Problem statement:
List each line of the records below that contains the string "front", treating uppercase and lowercase letters as distinct.

┏━━

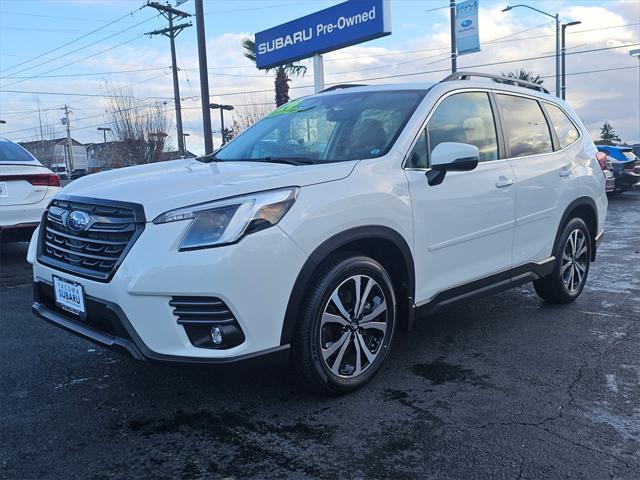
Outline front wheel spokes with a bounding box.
[356,332,376,364]
[331,332,351,375]
[331,289,351,321]
[574,263,582,288]
[354,278,376,318]
[321,312,349,327]
[322,332,351,360]
[360,322,387,334]
[360,300,387,325]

┗━━

Output for this task:
Outline front wheel spokes with a bounding box.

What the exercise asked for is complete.